## [Given problem]
Reproduce the listing below line for line, with no changes to any wording, number, or punctuation.

··· Given information

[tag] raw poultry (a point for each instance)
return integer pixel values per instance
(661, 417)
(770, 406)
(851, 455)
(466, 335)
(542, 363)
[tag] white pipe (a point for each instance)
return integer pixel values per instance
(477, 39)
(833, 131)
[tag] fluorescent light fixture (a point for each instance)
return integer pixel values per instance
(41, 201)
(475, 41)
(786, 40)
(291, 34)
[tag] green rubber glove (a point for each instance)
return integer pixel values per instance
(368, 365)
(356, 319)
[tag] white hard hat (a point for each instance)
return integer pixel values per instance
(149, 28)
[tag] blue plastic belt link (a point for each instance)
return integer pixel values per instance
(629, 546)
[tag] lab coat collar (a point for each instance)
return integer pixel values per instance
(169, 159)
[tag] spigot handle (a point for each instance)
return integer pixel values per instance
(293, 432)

······

## [The solution]
[tag] raw poultry (a point for each instance)
return integer pixel values per instance
(661, 417)
(770, 406)
(851, 455)
(466, 335)
(542, 363)
[tag] white pipe (a point for each instance)
return integer pixel values per instance
(477, 39)
(833, 131)
[tag] fluorescent light fixture (a point for each instance)
return integer pixel values per instance
(41, 201)
(475, 41)
(786, 40)
(291, 34)
[tag] green rubber glove (a point for each instance)
return integer pixel values per instance
(368, 365)
(356, 319)
[tag] white hard hat (a point for each instance)
return integer pixel values per instance
(149, 28)
[tag] blue plastic belt link (a point for each instance)
return integer pixel values per instance
(629, 546)
[tag] lab coat collar (a point for each instance)
return integer pixel values per instance
(169, 159)
[tag] spigot handle (a point for each instance)
return integer pixel values per instance
(293, 432)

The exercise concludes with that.